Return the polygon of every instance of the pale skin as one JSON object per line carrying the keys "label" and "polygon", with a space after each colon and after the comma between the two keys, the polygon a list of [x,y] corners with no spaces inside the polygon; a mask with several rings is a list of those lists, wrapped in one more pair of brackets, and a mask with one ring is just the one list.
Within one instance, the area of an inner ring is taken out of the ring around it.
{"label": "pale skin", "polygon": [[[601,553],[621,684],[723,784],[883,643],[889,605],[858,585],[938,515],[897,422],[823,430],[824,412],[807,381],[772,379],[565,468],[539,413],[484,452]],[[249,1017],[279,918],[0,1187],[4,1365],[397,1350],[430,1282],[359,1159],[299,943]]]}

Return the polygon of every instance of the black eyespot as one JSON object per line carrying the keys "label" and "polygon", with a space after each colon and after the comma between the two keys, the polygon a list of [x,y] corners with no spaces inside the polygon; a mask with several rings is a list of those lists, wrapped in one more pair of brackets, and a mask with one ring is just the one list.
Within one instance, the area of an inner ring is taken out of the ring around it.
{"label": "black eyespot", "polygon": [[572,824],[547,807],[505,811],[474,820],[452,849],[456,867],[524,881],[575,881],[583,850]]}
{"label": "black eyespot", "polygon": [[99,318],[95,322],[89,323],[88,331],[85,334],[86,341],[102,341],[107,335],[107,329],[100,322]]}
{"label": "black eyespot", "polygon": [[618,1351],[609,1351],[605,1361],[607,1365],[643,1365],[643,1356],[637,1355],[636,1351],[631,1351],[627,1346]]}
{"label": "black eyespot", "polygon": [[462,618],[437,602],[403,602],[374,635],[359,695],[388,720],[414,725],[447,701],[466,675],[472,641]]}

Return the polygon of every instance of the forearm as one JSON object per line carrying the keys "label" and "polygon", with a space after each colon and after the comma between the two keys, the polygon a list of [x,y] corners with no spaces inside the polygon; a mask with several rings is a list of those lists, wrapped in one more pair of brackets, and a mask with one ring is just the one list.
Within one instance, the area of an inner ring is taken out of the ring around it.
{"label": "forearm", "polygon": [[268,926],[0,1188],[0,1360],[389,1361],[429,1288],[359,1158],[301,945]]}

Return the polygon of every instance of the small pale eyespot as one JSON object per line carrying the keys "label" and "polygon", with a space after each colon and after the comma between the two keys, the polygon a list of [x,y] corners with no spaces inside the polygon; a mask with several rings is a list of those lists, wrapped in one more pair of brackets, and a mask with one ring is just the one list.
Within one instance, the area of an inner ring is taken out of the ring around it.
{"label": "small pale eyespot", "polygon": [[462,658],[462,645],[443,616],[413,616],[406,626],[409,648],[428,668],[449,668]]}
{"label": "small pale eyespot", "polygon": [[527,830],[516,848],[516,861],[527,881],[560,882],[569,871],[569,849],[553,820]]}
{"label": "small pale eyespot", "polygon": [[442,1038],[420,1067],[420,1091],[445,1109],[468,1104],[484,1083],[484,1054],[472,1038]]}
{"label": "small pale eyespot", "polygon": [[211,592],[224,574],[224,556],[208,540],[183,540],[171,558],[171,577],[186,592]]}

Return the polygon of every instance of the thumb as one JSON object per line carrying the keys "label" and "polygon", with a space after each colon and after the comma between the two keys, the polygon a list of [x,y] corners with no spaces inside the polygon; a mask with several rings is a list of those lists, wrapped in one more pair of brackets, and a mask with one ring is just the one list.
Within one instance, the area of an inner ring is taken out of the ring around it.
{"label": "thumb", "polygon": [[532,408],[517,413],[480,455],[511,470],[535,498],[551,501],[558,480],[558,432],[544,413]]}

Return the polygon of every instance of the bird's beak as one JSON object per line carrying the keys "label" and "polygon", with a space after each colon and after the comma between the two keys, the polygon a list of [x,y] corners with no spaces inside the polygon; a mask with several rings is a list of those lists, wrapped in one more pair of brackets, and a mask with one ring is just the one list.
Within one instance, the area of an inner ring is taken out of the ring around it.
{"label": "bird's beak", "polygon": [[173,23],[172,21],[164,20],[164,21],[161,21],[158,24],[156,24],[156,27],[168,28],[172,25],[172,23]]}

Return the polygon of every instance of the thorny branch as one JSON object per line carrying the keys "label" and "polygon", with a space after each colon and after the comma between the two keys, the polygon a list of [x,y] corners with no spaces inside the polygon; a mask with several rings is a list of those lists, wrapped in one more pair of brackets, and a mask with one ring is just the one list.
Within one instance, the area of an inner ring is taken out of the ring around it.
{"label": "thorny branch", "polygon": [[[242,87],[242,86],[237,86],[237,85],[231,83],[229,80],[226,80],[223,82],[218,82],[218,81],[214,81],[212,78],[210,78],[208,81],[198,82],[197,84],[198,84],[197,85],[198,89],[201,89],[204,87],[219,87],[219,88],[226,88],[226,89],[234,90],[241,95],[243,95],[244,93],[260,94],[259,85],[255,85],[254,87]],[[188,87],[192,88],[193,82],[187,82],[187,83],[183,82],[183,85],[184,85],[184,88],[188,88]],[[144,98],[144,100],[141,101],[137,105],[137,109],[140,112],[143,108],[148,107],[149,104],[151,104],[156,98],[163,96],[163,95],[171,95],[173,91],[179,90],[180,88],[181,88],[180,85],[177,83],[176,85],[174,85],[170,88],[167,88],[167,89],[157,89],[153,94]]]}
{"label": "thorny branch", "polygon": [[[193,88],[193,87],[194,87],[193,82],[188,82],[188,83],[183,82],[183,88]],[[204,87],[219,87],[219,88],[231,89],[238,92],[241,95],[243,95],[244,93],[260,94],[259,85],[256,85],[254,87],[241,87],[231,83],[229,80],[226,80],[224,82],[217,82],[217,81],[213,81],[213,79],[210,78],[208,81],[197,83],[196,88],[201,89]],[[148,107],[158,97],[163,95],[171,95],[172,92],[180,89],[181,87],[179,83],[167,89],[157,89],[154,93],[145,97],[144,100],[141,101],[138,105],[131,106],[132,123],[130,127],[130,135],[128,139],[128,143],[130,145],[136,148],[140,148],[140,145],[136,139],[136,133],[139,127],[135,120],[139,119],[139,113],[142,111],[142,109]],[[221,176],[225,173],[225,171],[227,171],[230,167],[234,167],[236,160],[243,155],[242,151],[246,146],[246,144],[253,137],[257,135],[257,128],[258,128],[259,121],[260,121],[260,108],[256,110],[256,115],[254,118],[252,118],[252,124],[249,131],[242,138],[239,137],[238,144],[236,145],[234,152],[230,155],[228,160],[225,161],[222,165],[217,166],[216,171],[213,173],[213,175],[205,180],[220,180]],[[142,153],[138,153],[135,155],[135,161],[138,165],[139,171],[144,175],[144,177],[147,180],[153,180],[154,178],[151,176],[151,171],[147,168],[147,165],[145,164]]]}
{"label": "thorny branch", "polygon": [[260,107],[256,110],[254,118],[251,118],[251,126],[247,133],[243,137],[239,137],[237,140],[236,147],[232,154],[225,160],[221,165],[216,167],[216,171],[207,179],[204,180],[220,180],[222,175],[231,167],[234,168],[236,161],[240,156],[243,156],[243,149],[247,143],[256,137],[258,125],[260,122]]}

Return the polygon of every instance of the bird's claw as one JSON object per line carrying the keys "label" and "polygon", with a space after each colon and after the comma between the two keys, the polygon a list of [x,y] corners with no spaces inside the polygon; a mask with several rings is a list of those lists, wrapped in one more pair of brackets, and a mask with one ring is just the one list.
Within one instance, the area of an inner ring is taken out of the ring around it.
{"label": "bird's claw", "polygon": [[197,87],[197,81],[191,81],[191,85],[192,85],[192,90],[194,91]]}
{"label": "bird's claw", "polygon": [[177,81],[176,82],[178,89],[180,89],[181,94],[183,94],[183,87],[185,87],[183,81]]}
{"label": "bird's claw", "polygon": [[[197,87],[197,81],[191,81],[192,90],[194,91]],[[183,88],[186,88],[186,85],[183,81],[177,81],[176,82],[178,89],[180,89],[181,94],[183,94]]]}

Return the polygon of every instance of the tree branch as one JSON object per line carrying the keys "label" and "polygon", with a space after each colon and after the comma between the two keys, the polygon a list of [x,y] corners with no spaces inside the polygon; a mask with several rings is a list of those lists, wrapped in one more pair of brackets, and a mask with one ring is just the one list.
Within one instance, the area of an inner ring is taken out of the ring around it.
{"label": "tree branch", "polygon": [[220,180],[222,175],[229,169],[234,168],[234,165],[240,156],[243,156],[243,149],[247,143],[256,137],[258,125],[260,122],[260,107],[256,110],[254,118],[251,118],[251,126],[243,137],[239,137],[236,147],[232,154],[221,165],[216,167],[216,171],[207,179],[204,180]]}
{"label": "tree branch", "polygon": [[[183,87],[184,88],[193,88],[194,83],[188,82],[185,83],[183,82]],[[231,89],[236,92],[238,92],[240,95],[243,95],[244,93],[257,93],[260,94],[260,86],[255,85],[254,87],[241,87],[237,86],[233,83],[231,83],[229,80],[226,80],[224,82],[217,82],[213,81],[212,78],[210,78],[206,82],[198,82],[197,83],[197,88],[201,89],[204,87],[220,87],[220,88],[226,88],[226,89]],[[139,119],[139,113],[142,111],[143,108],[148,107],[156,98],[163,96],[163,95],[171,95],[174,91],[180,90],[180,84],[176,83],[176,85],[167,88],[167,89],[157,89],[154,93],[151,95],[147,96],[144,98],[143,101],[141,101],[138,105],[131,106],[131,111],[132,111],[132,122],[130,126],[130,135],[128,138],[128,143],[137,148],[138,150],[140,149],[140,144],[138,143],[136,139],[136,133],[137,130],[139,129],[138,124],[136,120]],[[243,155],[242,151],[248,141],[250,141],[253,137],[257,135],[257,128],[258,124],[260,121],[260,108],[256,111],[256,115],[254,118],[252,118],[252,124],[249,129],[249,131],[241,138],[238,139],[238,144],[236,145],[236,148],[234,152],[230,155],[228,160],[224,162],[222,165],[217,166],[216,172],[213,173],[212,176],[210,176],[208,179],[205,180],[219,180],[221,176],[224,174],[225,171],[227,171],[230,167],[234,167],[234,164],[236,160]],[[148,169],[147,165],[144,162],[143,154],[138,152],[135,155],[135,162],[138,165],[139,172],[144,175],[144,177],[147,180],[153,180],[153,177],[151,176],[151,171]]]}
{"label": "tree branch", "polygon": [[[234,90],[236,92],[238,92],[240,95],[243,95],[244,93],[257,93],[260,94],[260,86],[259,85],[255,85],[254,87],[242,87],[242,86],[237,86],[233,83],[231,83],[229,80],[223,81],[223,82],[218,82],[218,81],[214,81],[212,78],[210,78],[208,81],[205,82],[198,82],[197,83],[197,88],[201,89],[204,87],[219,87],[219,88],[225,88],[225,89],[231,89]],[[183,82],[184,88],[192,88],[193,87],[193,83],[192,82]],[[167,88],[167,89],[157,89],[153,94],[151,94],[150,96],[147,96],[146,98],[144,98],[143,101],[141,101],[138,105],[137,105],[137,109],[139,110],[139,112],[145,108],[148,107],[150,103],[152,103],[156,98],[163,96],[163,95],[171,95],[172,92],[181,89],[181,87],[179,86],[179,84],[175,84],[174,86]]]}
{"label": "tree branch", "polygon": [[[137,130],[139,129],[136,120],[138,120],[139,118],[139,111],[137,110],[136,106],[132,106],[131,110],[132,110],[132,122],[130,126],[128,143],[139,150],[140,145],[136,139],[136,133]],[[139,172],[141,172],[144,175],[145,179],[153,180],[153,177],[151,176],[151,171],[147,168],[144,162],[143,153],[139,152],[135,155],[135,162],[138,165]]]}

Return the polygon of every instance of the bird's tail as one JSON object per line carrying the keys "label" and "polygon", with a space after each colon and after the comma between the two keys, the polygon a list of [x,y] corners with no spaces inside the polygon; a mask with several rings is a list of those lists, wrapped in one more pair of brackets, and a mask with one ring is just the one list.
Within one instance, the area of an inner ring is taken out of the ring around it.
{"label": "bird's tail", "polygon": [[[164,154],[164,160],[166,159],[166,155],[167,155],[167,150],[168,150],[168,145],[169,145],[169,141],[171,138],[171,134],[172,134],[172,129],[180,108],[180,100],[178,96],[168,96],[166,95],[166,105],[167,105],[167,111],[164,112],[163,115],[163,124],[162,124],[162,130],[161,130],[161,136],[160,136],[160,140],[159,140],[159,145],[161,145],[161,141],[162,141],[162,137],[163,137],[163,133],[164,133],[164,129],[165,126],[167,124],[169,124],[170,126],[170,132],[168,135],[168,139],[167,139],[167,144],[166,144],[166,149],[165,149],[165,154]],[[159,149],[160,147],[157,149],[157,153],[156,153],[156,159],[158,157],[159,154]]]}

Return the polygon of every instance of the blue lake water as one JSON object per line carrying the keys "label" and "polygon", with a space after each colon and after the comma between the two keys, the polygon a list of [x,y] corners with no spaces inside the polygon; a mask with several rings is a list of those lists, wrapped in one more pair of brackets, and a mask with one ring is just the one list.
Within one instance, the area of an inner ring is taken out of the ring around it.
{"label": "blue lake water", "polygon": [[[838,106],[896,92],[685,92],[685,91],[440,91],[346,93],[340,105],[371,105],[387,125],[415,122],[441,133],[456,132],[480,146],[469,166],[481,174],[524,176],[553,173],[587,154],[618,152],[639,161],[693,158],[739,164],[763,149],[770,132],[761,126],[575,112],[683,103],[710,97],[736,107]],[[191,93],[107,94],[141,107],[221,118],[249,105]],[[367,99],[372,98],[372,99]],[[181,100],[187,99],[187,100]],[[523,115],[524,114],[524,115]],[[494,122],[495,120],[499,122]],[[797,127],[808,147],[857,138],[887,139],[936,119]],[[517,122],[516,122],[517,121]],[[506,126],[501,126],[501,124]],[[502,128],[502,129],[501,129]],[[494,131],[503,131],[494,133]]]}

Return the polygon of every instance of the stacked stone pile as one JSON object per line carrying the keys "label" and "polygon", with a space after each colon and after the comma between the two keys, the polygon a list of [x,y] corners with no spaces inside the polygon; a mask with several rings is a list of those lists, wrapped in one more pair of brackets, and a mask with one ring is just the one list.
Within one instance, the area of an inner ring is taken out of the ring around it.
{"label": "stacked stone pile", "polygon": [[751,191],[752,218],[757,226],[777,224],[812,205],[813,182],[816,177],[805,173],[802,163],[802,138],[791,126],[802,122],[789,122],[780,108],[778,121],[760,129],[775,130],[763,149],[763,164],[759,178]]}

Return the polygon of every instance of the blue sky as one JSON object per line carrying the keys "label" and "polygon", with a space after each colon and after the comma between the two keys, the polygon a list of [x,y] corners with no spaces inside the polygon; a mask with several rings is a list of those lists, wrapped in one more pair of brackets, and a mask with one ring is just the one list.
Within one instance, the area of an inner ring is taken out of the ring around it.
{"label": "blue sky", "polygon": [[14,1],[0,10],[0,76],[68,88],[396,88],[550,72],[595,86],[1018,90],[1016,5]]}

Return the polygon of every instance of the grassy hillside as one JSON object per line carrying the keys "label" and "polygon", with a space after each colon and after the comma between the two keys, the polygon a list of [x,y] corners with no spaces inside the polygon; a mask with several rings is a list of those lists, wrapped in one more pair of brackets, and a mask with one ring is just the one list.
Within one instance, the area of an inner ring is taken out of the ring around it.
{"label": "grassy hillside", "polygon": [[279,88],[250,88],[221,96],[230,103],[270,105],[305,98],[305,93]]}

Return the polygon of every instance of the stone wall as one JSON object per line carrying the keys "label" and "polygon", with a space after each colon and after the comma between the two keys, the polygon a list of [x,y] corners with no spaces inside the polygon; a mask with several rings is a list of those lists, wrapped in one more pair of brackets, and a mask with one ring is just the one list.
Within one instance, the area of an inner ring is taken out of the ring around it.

» **Problem details**
Above are the entries. Output exactly the lines beginning with the line that has "Return the polygon of every instance of the forearm" and ending with the line that has "Return the polygon of every instance of the small".

» **Exercise answer**
Return the polygon of every instance of the forearm as one JSON object per line carrying the keys "label" and "polygon", with a space after each colon and after the comma between the two keys, the polygon a list of [x,y] corners with no spaces inside the polygon; a mask with several rings is a list of those lists, wrapped in one more pair of brackets, and a mask with one ring is just the one list.
Within one instance, the area of an inner ring is taken out of the ring around it.
{"label": "forearm", "polygon": [[268,926],[0,1188],[0,1360],[389,1361],[429,1288],[359,1158],[301,945]]}

Return the polygon of every instance of the small pale eyespot as one JSON object per line carrying the keys "label" and "polygon", with a space after each colon and after the comma between the two keys, the polygon a list of [x,y] corners with no spaces inside the polygon; a mask with several rings is a list of those lists, wrapped in one more pair of brackets, and a mask with one ring is just the one list.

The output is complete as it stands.